Trecho do documento |
= = = = =

Título: Um medo constante
Autor: Sassine, Vinicius
Fonte: Correio Braziliense, 06/02/2012, Brasil, p. 5

Pacientes e médicos alertam para o risco do mal súbito, o tipo da morte de seis a cada 10 casos fatais de Chagas » Enviado especial

Trindade (GO) — A visão se distancia, até sumir. Volta devagar, mas volta. O coração se acelera. Para. E retorna aos poucos, no ritmo de um músculo doente, que mais treme do que pulsa.

O coração de João Florencio da Silva, de 48 anos, ganhou um marcapasso há oito meses, um procedimento de urgência para dar sobrevida, um respiro ao órgão. O corpo sente. Fraqueza, tontura, impossibilidade física de trabalhar. E isso para um homem que, até o dia anterior à internação para a cirurgia do marcapasso, vacinou o gado todo do patrão.

Os protozoários do mal de Chagas geraram fibroses no coração de João Florencio. São camadas de células a mais no músculo cardíaco que deixam o trabalhador rural resignado. Ele e a família. A mulher, Maria de Jesus, 37 anos, acompanha todo o tratamento do marido. Sabe detalhes da via-crúcis pelos hospitais públicos de Goiás. O filho, Mauro Sérgio, 21, fala pouco sobre a saúde do pai. Prefere ouvir o que ele e a mãe dizem.

A cardiopatia é grave, com bloqueio quase completo das transmissões elétricas que fazem o coração bater. A musculatura incha, o coração cresce de forma inadequada. O marcapasso tenta reduzir a razão desse crescimento, dar ritmo ao coração, compensar a falta de força.

Os médicos são duros com João Florencio. "É fácil você morrer num tranco só, se continuar a capinar, roçar, tirar leite", ouviu no começo do tratamento. "Se não parar de trabalhar na roça, vai sofrer uma parada cardíaca", foi o segundo aviso. "Não acredito que você está falando, brincando, com o coração ruim desse tanto. Já era para você ter morrido." João Florencio entendeu a gravidade.

O marcapasso era uma questão de sobrevivência. "Você tem de pôr o marcapasso, e rápido. Se houver uma parada cardíaca, você não volta", avisou outro médico. A burocracia atrasou em quatro meses a realização da cirurgia. A prefeitura da cidade onde morava, Caldazinha, no interior goiano, sumiu com os papéis. Assim que encontrados, conseguiu se internar num hospital público em Goiânia.

O marcapasso melhorou sua vida. "O coração continua falhando, dá uns choques. É como uma dormência no pé, que vai passando. Mas me sinto bem melhor." João Florencio diz que não adianta ter medo. "Preciso seguir a orientação do médico e ver o dia passar." Aparecida, sua irmã mais nova, também tinha a doença de Chagas. Morreu aos 41 anos, três meses depois de fazer a mesma cirurgia que João Florencio fez. "Ela foi atender o telefone, arrastou o sofá, caiu e morreu."

= = = = =

Dados de entrada |
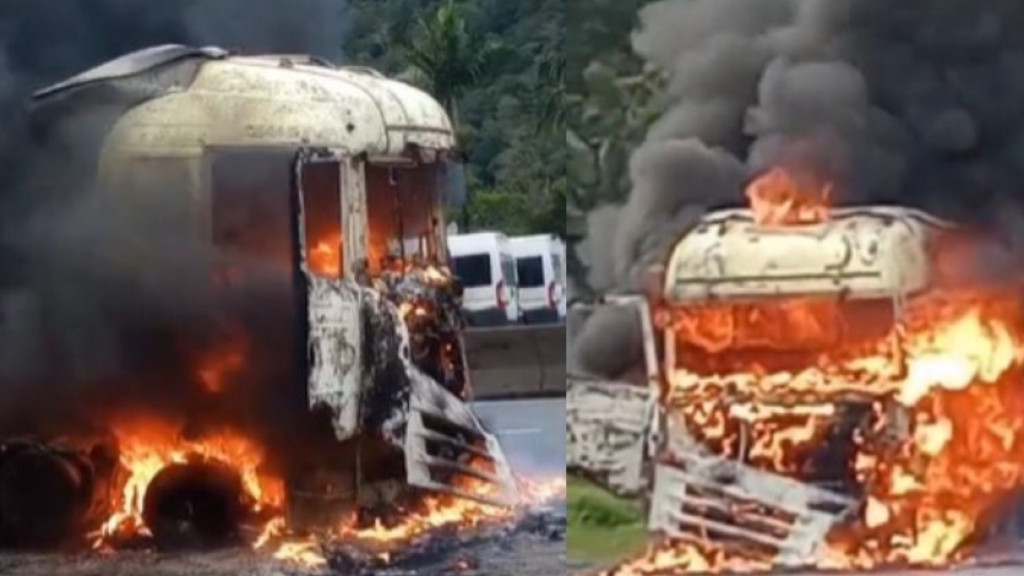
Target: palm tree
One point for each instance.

= = = = =

O que fazer |
Redigite sem nenhuma alteração o trecho da reportagem sobre a doença de Chagas que começa nas palavras "Título: Um medo" e termina depois de "do que pulsa.".

Resultado abaixo |
Título: Um medo constante
Autor: Sassine, Vinicius
Fonte: Correio Braziliense, 06/02/2012, Brasil, p. 5

Pacientes e médicos alertam para o risco do mal súbito, o tipo da morte de seis a cada 10 casos fatais de Chagas » Enviado especial

Trindade (GO) — A visão se distancia, até sumir. Volta devagar, mas volta. O coração se acelera. Para. E retorna aos poucos, no ritmo de um músculo doente, que mais treme do que pulsa.